§ Amaç
Lütfen kongre haberinin "19. Dünya İş" sözleriyle başlayıp "daha görmezden gelindi." sözlerine kadar devam eden kısmını, "İstanbul’da" yerine "Ankara’da" koyarak yeniden yazın.

Buradasınız
İşçi Sağlığı ve Güvenliği Kurtlar Sofrasında!
19. Dünya İş Sağlığı ve Güvenliği Kongresi, 100’den fazla ülkeden hükümet, sermaye ve sendika temsilcilerinin katılımıyla 11-15 Eylül tarihleri arasında İstanbul’da gerçekleştirildi. Uluslararası Çalışma Örgütü (ILO), Uluslararası Sosyal Güvenlik Birliği (ISSA), Türkiye Çalışma ve Sosyal Güvenlik Bakanlığı’nın ortaklaşa düzenlediği kongrede timsah gözyaşları döküldü, işçilerin sağlığı ve güvenliği bir kez daha görmezden gelindi.

§ Alıntı Veriler
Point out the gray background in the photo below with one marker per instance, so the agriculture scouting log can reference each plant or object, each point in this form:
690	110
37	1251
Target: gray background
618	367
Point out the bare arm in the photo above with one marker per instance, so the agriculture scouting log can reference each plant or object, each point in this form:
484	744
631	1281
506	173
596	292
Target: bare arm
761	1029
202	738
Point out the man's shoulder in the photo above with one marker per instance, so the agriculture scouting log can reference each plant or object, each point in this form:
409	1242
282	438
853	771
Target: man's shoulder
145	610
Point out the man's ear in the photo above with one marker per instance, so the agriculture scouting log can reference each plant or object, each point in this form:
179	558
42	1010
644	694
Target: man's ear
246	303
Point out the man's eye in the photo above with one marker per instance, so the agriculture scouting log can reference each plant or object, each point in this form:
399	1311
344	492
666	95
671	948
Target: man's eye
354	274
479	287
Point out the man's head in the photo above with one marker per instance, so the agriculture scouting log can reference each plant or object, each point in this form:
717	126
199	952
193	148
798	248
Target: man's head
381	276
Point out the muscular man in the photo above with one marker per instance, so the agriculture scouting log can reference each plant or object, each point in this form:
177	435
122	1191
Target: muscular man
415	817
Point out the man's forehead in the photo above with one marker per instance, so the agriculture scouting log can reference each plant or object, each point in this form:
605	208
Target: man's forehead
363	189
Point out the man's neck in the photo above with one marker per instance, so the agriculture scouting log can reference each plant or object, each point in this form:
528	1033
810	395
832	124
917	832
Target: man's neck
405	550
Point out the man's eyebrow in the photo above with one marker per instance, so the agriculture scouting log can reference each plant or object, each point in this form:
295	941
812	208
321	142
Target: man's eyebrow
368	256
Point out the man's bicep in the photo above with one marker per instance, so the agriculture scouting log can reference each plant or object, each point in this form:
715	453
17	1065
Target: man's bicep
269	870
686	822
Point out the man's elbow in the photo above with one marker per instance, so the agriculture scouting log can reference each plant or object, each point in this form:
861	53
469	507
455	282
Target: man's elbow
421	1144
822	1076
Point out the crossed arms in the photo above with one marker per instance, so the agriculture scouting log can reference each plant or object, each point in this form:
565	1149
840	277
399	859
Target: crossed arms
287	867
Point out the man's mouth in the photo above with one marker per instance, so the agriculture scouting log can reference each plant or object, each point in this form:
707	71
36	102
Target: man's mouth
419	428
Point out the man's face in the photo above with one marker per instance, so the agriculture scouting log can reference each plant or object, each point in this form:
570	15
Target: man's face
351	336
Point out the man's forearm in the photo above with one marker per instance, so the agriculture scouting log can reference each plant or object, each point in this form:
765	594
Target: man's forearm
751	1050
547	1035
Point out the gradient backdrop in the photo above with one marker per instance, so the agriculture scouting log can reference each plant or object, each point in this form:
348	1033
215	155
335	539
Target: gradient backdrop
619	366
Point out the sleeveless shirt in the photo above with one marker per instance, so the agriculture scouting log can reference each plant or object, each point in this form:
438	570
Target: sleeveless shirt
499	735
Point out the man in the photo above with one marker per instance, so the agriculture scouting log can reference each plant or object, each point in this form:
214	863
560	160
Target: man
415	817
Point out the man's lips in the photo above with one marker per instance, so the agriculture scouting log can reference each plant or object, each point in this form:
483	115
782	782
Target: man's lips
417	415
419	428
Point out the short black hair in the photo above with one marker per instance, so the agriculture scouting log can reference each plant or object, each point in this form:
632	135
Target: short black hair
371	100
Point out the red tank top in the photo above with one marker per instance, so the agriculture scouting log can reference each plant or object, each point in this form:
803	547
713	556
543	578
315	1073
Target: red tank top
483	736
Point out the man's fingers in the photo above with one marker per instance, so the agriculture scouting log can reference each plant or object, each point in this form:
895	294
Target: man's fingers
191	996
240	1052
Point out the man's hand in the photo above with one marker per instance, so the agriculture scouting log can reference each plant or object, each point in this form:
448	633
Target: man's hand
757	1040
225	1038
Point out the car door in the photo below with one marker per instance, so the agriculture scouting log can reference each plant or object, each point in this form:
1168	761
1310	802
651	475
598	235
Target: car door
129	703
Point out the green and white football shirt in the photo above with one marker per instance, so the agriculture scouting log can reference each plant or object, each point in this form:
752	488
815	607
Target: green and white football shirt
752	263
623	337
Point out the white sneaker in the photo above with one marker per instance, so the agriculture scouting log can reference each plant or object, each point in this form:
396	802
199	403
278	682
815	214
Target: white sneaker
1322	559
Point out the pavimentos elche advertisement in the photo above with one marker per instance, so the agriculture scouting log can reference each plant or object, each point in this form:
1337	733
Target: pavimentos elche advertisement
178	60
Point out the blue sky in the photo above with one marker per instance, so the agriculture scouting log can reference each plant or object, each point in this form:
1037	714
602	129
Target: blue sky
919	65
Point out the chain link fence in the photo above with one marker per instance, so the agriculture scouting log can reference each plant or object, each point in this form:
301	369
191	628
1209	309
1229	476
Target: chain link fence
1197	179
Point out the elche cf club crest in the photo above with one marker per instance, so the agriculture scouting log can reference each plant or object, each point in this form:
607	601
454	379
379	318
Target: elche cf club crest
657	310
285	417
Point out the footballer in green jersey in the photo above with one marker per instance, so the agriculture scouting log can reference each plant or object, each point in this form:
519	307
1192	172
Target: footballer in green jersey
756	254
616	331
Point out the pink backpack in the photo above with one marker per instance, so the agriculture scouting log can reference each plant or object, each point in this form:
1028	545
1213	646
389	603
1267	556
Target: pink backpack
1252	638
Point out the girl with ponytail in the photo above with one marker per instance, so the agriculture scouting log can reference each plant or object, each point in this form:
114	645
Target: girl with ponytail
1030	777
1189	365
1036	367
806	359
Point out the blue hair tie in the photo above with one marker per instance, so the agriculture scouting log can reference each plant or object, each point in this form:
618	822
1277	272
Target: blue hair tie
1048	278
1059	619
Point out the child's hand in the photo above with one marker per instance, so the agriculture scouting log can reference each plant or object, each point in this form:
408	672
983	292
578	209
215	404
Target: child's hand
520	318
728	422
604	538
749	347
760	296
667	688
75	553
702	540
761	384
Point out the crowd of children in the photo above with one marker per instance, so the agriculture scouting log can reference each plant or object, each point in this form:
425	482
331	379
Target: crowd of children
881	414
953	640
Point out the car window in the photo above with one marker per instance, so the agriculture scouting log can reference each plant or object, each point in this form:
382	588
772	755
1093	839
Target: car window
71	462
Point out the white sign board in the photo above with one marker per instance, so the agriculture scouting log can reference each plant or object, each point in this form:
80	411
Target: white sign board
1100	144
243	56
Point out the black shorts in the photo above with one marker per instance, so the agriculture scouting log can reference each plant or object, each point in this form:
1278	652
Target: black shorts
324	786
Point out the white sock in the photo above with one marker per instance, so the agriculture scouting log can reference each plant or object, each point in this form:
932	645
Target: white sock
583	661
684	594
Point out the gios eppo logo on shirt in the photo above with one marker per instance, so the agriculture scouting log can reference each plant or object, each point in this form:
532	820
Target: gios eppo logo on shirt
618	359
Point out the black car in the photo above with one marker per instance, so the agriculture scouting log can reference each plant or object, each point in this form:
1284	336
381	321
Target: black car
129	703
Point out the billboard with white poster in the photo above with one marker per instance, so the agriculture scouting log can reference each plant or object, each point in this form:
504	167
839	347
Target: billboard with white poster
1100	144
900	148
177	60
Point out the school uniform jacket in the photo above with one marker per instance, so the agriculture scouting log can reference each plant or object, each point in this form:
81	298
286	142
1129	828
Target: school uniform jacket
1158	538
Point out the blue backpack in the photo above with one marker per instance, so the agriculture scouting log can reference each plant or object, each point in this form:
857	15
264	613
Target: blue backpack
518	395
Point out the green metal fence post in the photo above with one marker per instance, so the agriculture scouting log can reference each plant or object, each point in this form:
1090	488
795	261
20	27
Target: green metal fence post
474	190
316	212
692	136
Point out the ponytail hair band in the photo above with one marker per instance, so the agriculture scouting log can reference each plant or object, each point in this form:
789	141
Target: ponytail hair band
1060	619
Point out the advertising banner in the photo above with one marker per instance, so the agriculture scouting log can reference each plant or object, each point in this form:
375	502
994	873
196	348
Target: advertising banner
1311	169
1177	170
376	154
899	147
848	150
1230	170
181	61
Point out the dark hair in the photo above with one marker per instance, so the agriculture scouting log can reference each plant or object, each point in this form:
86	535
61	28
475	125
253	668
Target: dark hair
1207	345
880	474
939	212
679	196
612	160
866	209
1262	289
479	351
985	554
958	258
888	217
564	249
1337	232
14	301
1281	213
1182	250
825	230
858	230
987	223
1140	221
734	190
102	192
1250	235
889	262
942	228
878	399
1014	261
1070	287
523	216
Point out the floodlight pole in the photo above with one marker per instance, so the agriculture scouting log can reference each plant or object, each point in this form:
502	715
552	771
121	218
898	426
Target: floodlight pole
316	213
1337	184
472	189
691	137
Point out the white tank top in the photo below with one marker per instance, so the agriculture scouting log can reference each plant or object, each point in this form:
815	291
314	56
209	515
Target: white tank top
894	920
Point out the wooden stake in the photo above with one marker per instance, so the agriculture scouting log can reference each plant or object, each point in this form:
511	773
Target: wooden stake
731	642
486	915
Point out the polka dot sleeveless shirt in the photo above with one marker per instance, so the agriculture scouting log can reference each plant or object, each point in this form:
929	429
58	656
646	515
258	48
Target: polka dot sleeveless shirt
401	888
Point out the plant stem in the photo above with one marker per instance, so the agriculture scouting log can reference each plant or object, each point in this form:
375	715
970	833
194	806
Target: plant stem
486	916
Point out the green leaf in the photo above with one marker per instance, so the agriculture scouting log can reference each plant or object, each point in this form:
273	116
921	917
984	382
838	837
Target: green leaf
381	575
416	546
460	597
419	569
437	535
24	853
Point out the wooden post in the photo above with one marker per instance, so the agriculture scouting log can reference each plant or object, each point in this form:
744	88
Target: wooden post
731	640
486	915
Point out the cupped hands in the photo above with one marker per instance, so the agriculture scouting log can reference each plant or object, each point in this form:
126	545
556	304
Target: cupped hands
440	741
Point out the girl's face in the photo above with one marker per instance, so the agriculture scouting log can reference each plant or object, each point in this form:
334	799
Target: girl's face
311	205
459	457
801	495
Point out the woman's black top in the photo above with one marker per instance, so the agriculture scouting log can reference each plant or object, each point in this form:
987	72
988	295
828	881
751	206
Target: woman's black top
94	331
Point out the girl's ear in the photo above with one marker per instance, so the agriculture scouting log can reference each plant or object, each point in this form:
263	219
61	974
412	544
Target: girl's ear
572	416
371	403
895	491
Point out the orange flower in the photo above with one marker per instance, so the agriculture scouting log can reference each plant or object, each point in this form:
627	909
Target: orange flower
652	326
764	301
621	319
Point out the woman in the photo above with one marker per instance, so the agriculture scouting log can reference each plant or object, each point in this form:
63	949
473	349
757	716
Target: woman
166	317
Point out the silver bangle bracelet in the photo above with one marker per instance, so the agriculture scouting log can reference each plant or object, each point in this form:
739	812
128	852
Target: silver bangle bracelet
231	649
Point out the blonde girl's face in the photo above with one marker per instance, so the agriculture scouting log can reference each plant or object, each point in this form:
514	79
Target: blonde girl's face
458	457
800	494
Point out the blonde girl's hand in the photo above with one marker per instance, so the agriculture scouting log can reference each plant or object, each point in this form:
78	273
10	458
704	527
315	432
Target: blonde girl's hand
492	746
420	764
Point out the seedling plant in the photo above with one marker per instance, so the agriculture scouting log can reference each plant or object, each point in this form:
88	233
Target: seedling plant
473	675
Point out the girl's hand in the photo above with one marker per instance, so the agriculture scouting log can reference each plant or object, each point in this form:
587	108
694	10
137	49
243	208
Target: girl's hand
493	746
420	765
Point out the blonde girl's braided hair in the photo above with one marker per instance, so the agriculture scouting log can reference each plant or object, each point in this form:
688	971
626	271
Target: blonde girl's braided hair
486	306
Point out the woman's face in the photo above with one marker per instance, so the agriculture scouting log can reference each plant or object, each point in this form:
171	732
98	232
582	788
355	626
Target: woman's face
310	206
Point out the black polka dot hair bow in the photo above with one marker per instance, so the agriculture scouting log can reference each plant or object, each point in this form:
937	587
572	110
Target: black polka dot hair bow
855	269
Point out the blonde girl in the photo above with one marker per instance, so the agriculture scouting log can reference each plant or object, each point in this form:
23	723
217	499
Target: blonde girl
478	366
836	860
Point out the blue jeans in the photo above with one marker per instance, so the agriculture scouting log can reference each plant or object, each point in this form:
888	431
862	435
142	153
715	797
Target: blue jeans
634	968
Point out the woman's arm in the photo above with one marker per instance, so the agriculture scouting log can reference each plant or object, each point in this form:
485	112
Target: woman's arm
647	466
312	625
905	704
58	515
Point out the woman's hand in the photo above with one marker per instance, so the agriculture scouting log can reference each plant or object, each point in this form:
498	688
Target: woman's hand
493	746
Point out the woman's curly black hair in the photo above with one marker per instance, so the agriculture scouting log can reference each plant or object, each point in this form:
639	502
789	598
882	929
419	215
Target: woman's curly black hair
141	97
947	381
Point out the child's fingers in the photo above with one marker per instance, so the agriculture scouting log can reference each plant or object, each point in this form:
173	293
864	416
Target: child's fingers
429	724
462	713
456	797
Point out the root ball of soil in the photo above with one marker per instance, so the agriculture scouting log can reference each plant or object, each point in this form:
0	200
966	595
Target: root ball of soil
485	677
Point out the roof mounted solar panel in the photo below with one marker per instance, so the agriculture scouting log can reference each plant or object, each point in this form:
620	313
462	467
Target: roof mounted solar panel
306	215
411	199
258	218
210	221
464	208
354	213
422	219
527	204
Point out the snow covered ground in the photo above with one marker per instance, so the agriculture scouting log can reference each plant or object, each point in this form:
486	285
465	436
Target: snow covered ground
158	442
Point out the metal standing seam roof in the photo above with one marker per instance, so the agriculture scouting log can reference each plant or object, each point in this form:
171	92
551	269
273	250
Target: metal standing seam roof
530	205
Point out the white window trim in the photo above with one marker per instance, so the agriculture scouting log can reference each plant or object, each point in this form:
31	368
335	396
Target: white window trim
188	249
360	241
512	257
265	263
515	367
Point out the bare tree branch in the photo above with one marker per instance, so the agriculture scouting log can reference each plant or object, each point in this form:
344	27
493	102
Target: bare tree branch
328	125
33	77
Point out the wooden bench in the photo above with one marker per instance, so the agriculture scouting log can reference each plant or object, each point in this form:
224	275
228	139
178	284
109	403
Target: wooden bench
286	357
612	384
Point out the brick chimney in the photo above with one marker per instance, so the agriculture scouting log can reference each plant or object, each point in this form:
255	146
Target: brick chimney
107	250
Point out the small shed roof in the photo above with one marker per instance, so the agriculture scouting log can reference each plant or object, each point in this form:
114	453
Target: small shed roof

§ Görevin Sonucu
19. Dünya İş Sağlığı ve Güvenliği Kongresi, 100’den fazla ülkeden hükümet, sermaye ve sendika temsilcilerinin katılımıyla 11-15 Eylül tarihleri arasında Ankara’da gerçekleştirildi. Uluslararası Çalışma Örgütü (ILO), Uluslararası Sosyal Güvenlik Birliği (ISSA), Türkiye Çalışma ve Sosyal Güvenlik Bakanlığı’nın ortaklaşa düzenlediği kongrede timsah gözyaşları döküldü, işçilerin sağlığı ve güvenliği bir kez daha görmezden gelindi.